TO BE DONE: Everything from the line with "Please put a marker on the paved" through the last line of the records below should be copied exactly, both ends included.
— START EXCERPTED DATA —
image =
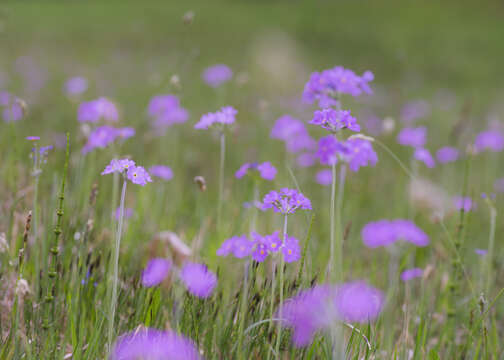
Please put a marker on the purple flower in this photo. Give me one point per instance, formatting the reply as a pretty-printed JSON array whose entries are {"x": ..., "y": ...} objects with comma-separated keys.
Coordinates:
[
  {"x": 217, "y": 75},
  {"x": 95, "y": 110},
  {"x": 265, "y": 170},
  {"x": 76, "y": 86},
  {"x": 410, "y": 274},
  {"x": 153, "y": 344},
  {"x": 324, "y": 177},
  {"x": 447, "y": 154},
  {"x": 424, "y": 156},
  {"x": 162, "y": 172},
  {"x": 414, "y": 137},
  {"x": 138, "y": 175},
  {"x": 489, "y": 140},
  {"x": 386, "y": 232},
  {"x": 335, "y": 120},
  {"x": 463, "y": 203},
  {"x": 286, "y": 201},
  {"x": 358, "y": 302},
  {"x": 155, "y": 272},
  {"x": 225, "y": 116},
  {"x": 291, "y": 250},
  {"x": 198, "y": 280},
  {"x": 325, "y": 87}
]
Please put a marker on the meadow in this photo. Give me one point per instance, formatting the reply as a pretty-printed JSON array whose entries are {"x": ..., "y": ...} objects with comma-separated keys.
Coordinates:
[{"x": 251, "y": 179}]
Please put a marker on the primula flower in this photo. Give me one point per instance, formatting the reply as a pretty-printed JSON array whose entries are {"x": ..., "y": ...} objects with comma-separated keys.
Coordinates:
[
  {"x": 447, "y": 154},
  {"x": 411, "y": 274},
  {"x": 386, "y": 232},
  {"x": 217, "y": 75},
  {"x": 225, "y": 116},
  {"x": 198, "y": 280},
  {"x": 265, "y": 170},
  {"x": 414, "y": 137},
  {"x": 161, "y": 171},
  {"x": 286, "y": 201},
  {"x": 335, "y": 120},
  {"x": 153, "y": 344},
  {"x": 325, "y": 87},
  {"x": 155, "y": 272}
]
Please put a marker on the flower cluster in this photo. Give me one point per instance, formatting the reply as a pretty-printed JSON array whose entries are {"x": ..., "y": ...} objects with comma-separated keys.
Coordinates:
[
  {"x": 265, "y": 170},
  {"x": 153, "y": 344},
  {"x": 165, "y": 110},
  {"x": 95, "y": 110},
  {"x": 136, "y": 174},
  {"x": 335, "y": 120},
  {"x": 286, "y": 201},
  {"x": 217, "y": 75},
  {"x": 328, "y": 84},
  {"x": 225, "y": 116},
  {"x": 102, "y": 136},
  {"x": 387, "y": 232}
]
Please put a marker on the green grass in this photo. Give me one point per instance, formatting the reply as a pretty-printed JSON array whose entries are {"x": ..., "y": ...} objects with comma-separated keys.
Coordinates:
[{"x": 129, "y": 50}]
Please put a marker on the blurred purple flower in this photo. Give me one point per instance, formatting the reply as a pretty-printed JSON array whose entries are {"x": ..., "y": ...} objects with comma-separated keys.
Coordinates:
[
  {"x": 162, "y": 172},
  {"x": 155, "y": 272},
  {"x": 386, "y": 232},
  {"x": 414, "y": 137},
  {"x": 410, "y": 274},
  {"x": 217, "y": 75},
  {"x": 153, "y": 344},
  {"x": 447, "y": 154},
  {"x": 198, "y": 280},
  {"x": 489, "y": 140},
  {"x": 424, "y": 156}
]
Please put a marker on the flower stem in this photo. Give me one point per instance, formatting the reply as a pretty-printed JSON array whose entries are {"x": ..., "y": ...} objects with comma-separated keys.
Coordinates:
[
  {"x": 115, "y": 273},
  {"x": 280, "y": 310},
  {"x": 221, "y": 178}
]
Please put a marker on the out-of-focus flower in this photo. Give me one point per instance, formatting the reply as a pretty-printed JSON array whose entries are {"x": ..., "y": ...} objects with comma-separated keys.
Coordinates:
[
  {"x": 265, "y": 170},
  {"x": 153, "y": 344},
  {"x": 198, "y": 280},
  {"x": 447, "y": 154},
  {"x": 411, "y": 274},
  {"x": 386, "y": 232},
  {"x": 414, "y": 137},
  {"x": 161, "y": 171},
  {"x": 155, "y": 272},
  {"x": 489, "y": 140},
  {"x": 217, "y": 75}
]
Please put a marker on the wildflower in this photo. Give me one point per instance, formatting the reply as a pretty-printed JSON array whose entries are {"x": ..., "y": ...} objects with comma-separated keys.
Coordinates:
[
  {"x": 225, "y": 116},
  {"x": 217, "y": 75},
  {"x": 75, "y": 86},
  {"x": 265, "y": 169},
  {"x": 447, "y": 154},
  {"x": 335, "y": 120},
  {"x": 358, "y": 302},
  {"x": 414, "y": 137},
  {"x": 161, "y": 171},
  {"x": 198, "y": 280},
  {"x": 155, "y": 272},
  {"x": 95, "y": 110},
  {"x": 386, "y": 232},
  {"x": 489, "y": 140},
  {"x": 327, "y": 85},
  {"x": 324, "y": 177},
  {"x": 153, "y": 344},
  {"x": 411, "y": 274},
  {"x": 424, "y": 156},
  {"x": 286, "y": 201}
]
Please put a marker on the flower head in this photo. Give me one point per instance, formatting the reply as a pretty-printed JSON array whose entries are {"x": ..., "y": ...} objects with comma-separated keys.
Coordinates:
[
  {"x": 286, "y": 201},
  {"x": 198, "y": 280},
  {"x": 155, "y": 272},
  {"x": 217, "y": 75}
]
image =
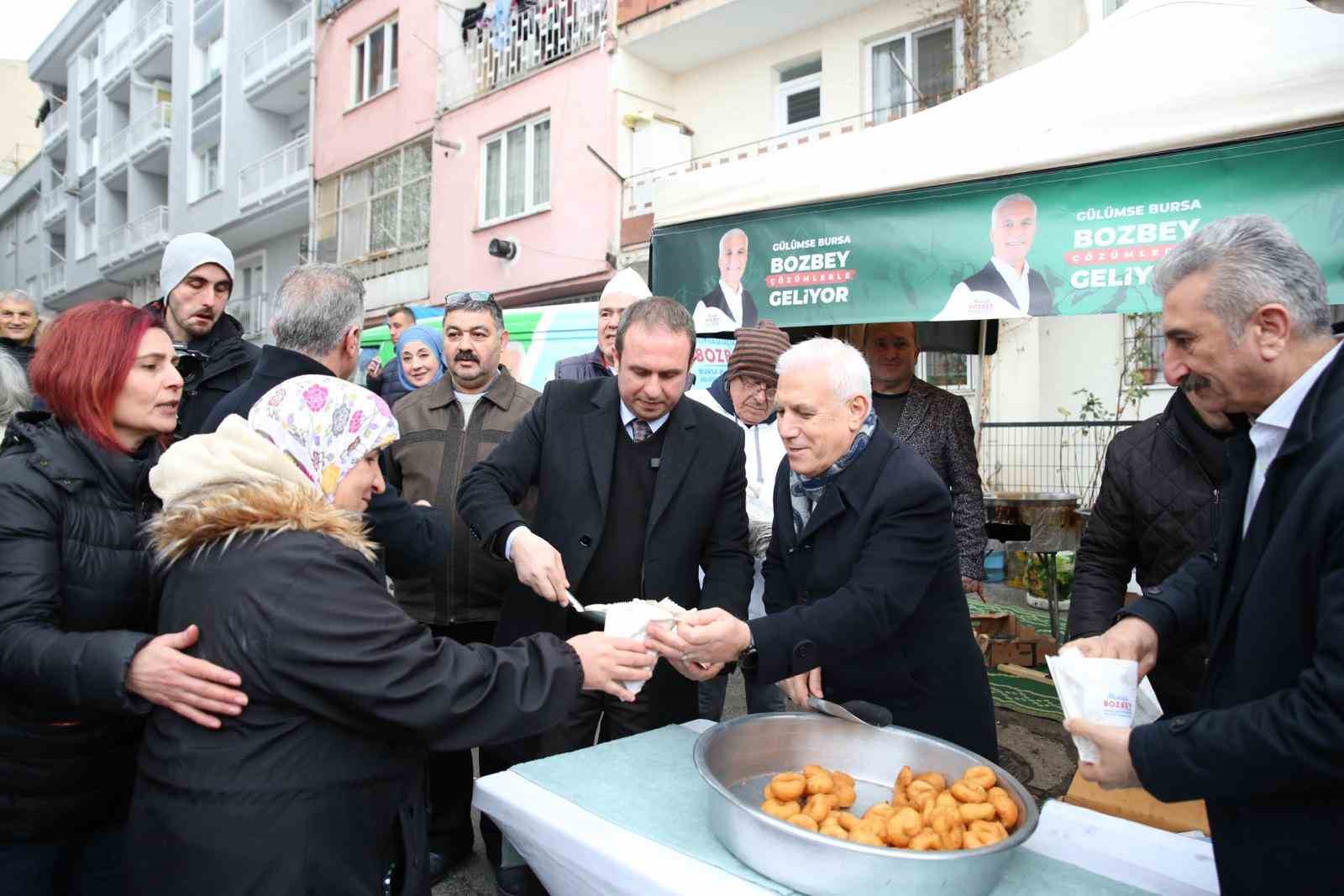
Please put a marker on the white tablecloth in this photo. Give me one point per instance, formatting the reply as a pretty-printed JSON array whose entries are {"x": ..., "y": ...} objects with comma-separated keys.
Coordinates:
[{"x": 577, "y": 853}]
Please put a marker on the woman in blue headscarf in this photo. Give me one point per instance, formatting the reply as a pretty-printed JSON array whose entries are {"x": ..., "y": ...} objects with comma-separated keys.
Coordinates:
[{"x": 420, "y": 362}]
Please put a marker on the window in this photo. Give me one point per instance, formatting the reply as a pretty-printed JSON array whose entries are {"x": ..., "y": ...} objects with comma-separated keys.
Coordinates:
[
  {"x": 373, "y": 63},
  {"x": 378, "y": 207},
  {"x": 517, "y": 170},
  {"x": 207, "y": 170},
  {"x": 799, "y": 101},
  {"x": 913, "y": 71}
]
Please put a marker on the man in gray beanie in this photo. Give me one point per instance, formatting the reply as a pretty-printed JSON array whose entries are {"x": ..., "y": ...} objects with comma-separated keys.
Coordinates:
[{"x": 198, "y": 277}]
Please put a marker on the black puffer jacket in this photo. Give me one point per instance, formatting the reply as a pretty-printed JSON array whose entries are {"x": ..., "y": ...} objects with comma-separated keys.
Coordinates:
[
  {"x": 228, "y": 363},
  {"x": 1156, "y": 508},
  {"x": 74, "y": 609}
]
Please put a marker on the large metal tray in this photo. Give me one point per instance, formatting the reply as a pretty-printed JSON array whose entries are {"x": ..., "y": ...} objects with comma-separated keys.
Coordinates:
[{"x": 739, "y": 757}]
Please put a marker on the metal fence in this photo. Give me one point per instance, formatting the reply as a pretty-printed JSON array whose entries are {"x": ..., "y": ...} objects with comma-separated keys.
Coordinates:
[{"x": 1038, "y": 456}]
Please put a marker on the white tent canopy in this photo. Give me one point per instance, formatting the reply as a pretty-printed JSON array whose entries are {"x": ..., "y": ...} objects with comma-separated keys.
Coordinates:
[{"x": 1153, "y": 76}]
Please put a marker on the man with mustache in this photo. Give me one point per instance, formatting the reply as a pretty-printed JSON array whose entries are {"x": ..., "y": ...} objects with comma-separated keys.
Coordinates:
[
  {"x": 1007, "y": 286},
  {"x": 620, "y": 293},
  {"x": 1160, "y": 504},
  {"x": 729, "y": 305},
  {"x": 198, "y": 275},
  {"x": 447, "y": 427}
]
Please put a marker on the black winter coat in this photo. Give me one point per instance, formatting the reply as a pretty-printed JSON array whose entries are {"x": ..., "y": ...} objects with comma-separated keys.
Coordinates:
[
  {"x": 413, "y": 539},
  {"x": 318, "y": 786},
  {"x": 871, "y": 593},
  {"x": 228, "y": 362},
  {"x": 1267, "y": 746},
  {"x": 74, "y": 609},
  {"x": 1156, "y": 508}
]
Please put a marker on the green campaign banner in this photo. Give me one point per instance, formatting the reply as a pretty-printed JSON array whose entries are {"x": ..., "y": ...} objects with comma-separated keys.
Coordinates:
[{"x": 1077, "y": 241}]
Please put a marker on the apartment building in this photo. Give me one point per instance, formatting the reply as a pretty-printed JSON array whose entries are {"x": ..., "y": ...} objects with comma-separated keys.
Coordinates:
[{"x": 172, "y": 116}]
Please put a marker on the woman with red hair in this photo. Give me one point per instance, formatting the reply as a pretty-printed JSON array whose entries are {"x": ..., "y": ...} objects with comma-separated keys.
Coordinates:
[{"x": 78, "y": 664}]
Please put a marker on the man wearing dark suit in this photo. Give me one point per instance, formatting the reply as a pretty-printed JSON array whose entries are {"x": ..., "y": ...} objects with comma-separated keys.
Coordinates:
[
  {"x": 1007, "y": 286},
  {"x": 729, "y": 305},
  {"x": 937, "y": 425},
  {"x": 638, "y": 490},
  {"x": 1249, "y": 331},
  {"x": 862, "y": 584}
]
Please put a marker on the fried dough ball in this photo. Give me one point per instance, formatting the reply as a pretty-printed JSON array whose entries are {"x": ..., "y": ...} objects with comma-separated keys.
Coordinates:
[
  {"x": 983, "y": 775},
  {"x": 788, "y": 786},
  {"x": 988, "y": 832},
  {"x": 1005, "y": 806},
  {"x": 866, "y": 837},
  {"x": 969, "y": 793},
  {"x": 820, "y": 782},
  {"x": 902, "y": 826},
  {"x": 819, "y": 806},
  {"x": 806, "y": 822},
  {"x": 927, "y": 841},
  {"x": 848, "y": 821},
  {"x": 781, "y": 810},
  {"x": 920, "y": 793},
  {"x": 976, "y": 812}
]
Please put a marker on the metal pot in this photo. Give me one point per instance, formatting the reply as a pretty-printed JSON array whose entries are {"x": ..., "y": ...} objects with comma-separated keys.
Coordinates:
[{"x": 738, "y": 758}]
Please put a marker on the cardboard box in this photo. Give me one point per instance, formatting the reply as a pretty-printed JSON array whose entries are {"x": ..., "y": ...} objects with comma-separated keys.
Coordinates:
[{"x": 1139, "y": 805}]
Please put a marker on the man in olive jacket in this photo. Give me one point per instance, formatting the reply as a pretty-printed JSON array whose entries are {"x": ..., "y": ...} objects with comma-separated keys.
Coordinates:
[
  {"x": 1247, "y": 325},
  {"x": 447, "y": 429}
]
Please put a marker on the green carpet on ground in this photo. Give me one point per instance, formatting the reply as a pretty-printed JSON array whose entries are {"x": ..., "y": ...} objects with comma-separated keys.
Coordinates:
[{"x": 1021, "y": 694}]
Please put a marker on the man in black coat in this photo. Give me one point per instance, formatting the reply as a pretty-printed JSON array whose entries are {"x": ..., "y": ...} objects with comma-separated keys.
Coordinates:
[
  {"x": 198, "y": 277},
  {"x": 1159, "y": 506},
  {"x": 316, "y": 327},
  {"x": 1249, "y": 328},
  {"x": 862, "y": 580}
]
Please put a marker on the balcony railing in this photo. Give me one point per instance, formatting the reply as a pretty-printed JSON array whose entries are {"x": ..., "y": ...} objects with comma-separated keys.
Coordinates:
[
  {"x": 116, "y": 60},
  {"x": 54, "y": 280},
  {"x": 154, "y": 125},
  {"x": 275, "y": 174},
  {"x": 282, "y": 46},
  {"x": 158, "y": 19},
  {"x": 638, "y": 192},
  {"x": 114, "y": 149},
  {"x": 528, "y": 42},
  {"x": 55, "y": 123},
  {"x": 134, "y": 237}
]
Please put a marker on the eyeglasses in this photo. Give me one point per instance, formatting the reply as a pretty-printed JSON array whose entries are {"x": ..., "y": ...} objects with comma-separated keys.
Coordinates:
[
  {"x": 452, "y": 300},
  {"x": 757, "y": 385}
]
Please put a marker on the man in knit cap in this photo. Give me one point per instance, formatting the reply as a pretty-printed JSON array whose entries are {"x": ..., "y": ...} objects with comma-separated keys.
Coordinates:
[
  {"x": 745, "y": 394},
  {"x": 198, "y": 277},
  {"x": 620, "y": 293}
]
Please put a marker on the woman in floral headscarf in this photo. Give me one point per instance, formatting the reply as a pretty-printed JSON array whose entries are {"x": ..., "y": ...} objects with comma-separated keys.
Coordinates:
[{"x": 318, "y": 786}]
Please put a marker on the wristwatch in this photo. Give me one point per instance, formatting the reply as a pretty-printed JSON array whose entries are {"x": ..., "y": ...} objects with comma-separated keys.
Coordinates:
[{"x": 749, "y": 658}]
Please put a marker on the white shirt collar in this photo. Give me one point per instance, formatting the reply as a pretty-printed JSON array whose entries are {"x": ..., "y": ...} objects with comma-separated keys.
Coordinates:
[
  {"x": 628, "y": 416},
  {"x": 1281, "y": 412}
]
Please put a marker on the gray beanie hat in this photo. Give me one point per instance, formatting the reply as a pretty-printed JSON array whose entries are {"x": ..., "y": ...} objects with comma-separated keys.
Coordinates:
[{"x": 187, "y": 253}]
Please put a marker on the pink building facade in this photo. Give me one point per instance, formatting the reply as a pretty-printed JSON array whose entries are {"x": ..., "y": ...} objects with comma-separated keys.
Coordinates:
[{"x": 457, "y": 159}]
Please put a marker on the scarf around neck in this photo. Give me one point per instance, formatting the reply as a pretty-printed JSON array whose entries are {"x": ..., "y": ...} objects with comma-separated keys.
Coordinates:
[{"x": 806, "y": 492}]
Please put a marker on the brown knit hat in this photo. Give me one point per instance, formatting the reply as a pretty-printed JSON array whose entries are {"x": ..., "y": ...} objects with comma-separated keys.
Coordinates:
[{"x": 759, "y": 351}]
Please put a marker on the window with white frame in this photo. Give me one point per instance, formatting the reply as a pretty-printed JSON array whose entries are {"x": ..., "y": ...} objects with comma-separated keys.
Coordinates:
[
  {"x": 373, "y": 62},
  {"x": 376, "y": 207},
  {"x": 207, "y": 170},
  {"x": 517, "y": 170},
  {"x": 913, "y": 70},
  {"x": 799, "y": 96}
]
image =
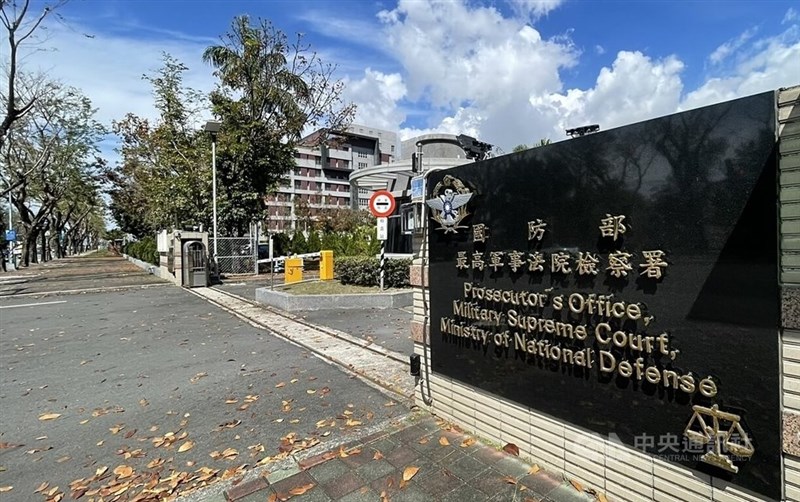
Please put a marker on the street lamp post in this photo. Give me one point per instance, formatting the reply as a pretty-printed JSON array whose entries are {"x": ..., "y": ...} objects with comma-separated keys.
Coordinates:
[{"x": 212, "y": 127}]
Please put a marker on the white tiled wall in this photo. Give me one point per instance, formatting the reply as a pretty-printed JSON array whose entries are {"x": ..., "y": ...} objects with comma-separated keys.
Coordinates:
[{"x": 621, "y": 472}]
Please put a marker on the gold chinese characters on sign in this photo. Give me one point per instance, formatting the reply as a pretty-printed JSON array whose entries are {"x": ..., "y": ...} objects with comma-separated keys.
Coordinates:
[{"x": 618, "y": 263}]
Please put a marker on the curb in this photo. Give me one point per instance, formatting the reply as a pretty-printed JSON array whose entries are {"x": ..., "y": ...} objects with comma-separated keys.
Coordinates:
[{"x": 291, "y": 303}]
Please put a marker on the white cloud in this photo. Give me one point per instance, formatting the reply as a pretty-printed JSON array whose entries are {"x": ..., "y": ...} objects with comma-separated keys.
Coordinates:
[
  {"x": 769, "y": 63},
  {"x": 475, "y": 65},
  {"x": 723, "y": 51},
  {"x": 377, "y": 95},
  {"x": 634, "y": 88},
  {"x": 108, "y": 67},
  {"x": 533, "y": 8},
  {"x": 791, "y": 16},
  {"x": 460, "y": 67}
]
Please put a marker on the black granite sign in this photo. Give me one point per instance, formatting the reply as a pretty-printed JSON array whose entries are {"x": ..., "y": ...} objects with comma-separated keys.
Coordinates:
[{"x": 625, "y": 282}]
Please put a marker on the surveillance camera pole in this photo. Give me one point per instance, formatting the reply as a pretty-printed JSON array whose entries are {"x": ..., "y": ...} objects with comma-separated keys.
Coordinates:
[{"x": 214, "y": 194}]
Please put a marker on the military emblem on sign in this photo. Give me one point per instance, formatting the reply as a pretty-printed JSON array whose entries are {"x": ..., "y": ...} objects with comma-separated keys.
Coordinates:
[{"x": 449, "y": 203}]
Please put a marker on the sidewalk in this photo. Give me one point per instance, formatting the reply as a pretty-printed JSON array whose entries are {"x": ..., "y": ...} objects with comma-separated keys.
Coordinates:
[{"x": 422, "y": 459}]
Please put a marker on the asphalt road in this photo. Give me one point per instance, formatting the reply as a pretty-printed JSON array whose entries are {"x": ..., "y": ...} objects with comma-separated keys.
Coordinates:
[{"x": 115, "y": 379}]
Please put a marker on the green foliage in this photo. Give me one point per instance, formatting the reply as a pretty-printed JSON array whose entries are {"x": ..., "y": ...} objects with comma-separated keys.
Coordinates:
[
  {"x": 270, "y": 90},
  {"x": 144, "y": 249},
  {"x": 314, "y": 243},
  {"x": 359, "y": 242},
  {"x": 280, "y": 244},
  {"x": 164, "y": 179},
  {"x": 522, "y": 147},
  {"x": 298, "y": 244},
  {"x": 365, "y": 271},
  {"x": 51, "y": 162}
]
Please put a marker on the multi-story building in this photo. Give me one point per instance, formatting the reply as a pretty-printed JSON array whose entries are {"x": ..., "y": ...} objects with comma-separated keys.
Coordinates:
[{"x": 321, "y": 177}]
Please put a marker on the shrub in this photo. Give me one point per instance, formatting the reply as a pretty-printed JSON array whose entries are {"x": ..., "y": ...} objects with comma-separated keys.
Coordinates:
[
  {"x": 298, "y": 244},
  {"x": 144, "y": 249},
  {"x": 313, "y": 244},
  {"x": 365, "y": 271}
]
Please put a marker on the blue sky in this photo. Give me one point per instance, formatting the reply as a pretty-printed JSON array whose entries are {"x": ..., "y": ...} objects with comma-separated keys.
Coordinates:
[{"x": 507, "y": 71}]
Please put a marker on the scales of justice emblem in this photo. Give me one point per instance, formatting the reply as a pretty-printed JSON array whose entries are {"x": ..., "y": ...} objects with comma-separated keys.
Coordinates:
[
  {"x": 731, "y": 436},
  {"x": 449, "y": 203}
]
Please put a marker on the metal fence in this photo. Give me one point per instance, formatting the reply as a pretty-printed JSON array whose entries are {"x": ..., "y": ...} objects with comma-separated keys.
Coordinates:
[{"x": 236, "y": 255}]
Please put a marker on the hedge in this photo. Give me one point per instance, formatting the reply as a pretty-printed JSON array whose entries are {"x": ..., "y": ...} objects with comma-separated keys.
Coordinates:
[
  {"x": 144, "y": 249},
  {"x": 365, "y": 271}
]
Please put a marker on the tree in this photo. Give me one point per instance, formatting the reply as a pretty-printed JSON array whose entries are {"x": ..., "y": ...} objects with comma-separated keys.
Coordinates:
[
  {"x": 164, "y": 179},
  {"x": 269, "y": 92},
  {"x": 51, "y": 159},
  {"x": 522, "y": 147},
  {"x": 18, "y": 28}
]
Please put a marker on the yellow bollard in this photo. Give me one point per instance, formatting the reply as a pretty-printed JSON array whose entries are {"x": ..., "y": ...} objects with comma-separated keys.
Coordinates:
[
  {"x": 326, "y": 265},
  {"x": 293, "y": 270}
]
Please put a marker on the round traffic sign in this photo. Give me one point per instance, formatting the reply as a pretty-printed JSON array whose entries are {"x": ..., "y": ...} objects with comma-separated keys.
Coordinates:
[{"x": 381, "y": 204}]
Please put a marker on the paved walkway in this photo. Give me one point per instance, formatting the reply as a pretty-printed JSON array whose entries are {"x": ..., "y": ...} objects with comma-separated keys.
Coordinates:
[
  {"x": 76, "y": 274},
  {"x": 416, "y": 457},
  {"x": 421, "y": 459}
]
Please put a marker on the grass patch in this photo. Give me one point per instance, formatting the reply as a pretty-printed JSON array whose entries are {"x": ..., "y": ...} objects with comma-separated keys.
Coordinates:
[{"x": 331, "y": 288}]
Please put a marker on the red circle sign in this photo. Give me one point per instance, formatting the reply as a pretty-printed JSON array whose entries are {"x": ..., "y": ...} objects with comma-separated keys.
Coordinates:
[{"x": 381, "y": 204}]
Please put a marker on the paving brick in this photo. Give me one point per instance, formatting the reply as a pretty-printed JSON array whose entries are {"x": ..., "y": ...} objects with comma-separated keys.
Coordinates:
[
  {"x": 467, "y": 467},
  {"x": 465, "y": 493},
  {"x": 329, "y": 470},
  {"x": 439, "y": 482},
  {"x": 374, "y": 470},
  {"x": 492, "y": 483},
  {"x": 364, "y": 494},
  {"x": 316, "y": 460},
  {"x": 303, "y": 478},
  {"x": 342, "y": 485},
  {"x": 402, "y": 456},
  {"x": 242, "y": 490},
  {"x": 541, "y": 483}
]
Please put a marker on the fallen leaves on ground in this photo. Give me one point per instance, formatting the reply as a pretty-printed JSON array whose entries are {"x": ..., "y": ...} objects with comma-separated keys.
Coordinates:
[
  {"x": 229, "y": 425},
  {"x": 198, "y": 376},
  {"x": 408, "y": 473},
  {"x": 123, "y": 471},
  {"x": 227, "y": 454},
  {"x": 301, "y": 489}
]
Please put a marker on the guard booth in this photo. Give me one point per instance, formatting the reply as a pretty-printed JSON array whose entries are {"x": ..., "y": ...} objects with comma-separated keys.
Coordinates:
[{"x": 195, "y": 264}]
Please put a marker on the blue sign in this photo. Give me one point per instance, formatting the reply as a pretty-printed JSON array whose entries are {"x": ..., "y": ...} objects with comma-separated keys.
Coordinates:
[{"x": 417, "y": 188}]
— END EXCERPTED DATA —
RESPONSE TO THIS TASK:
Please put a marker on the paved walkway in this photo. Give me one point per instance, formatting the reply as a pretty-printed JSON array whose entries are {"x": ..., "y": ...} objects with comma-separated keys.
Coordinates:
[
  {"x": 76, "y": 274},
  {"x": 416, "y": 457},
  {"x": 421, "y": 459}
]
Please put a marker on the grass patch in this photo. Give me one point per instance, formatting the reply as a pretty-printed JSON array whose entries are {"x": ..., "y": ...} objects with comma-separated keys.
Coordinates:
[{"x": 331, "y": 288}]
Please put a marker on the red circle sign in this photo. Give me one point per instance, formatting the reply as a pretty-printed JSON array whose entries are {"x": ..., "y": ...} objects with comma-separated keys.
Coordinates:
[{"x": 381, "y": 204}]
Please put a marker on the paving brick in this photo. Give me one point per instance, formatting the reply as a pretty-printed JSON array whose entries are {"x": ..., "y": ...} objects with comma-separated keys.
Coordinates:
[
  {"x": 467, "y": 467},
  {"x": 465, "y": 493},
  {"x": 329, "y": 470},
  {"x": 439, "y": 482},
  {"x": 374, "y": 470},
  {"x": 492, "y": 483},
  {"x": 364, "y": 494},
  {"x": 316, "y": 460},
  {"x": 303, "y": 478},
  {"x": 342, "y": 485},
  {"x": 402, "y": 456},
  {"x": 242, "y": 490},
  {"x": 541, "y": 483}
]
Please put a marker on the fallen leaves on ground in this photo. Give me one point per instance, formatting the reply as a pretty-printed JSON array whose entries are {"x": ..., "y": ...} objects with comma-separated keys.
Coordinates:
[
  {"x": 229, "y": 425},
  {"x": 198, "y": 376},
  {"x": 408, "y": 473},
  {"x": 123, "y": 471},
  {"x": 227, "y": 454},
  {"x": 301, "y": 489}
]
Please put a marker on the guard booth in this photo. Give me one point per instance, formatting the reply as a pretty-printed JSON array whose entries are {"x": ..., "y": ...} objects with comma-separated keys.
Coordinates:
[{"x": 195, "y": 264}]
Please put a marker on the blue sign in this photo. Give me one point per instance, formatting the reply as a pretty-printed JSON array whose entries are {"x": ..., "y": ...} objects with comma-separated keys.
Coordinates:
[{"x": 417, "y": 188}]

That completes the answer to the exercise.